## Problems to work on
A – In the pi-estimation text, what is everything from "The problem is" down to "longer per side."? Reproduce it word for word.
B – Can you shorten the paragraph of the pi-estimation text that begins "This is unlikely to work in practice" while keeping its main facts?
C – According to the pi-estimation text, what relative error does the writer set as acceptable after lowering expectations?

--- Given text ---

The problem is how to define "reasonable."  As you stated, since the relative error falls as 1/sqrt(N), where N is the number of samples, and 100x100=10000 pixels, then for, say, even a relative error of 1/100, we would need to fill up the entire square (10000 pixels).  I would really like a relative error of 1/1000, in which case we would need 1000x1000=1000000 samples, which would require filling up a square ten times longer per side.

This is unlikely to work in practice with most desktop and laptop computer screens; so, I'll lower my expectations slightly.  I'll be very lenient and set my acceptable relative error to 1/10.  Then, since the relative error falls as 1/sqrt(N), since sqrt(100)=10, N can be 100.  The square has an area of 100x100=10000 pixels.

This would allow a very rough estimate of pi that could actually be demonstrated graphically using an algorithm animator.

--- Data shown ---

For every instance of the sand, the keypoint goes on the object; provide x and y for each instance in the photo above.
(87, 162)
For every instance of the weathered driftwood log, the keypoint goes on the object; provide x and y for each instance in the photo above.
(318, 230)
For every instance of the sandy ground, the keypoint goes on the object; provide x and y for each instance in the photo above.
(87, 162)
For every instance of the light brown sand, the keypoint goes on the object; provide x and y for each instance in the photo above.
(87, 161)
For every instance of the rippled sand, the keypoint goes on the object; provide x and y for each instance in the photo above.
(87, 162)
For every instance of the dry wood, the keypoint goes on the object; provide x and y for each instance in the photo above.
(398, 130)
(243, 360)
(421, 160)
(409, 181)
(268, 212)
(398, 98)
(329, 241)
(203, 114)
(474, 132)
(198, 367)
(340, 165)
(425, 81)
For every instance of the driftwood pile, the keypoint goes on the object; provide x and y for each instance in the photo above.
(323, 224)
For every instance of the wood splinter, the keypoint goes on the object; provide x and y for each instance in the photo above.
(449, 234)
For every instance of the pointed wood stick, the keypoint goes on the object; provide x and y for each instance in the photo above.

---

## Completed exercise
A –
The problem is how to define "reasonable."  As you stated, since the relative error falls as 1/sqrt(N), where N is the number of samples, and 100x100=10000 pixels, then for, say, even a relative error of 1/100, we would need to fill up the entire square (10000 pixels).  I would really like a relative error of 1/1000, in which case we would need 1000x1000=1000000 samples, which would require filling up a square ten times longer per side.

B – Since a relative error of 1/1000 is impractical on most desktop and laptop screens, the writer accepts a relative error of 1/10. Because the relative error falls as 1/sqrt(N) and sqrt(100)=10, N can be 100. The square has an area of 10000 pixels (100x100).

C – 1/10